== A fazer ==
a: Liste cada linha dos registros que contenha a palavra "pink".
b: Dê continuidade ao texto sobre renda fixa nos fundos de pensão a partir do ponto em que ele termina.

Renda fixa mantém dianteira | Com títulos públicos pagando acima ...

Edição 353

A possível manutenção da taxa Selic no patamar de 13,75% até o final deste ano e a rentabilidade oferecida pelos títulos públicos federais, notadamente as Notas do Tesouro Nacional série-B (NTN-Bs), que paira até dois pontos acima das metas atuariais dos planos de benefícios previdenciários, mantêm os fundos de pensão afastados dos investimentos em outras classes de ativos de mais risco. A renda fixa, com ênfase nos papéis públicos e, em menor proporção, no crédito privado composto principalmente por títulos bancários de primeira linha, segue drenando recursos da renda variável e dos investimentos no exterior, entre outras alocações.
Na Capef, caixa de previdência dos funcionários do BNB, a convicção da área de investimentos é de que a taxa de juros não tem fundamentos para baixar este ano e, embora o boletim Focus tenha sinalizado Selic a 12,75% para o final de 2023, o cenário de 13,75% é considerado mais provável. “Tudo irá depender dos primeiros cem dias do governo do presidente Lula. Se vierem medidas reformistas e um novo arcabouço fiscal, esse cenário poderá ser revisto, mas é preciso lembrar que há também um ambiente desfavorável lá fora, com aumento forte das taxas de juros para conter a inflação”, diz Sérgio Clark, diretor de administração e investimentos.

== Listagem de dados ==
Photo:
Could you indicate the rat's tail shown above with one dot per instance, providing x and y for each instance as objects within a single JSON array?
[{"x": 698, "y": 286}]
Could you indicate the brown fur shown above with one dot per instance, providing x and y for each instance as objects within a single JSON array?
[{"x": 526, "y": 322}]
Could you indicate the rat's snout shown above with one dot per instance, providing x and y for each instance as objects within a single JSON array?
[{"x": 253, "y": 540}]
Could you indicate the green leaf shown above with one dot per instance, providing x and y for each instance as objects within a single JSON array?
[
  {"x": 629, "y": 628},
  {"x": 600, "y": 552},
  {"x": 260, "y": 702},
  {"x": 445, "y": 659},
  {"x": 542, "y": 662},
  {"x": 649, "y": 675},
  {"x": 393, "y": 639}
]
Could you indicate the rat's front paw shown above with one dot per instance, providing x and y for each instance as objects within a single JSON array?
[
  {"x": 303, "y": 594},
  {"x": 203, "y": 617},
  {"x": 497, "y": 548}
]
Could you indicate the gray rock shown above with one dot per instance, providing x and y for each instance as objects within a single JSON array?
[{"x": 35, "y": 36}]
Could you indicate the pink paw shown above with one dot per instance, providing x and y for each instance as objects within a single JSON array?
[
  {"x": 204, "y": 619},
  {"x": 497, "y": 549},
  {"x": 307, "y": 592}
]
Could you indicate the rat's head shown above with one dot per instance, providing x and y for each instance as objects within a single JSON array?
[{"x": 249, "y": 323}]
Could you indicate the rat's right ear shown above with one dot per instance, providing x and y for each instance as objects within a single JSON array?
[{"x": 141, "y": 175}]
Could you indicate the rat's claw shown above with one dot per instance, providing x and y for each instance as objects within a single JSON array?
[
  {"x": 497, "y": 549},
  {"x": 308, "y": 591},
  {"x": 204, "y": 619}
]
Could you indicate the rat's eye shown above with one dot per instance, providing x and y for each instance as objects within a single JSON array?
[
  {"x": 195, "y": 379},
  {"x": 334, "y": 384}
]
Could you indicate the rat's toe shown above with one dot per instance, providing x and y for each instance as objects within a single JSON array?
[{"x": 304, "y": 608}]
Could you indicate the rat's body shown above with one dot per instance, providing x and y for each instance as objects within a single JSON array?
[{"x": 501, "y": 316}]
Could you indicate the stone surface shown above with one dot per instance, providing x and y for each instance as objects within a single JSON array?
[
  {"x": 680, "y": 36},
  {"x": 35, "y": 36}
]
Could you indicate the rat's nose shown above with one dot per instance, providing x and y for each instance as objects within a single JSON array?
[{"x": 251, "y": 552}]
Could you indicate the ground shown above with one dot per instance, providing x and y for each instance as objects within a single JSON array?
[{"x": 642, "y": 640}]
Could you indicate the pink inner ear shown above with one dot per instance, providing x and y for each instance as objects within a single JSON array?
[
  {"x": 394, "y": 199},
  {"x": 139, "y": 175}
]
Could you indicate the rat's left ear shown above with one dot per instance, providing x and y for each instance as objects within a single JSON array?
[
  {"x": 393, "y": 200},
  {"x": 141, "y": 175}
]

== Respostas por tarefa ==
a:
Could you indicate the pink paw shown above with one dot per instance, providing x and y for each instance as objects within a single JSON array?
Could you indicate the pink inner ear shown above with one dot per instance, providing x and y for each instance as objects within a single JSON array?

b:
Frente ao juro real de 8%, ele admite que não há qualquer estímulo para investir na bolsa e a entidade migrou majoritariamente sua alocação da renda variável para a renda fixa. Além disso, a gestão também não vê oportunidade para alocar no exterior. “Por que vou correr risco se os títulos públicos federais e as Letras Financeiras (LF) dos maiores bancos nos pagam IPCA mais uma taxa que varia de 6,5% a 7,5%?”, questiona. Os recursos dos planos foram direcionados para essas duas classes de títulos, com destaque para os papéis públicos.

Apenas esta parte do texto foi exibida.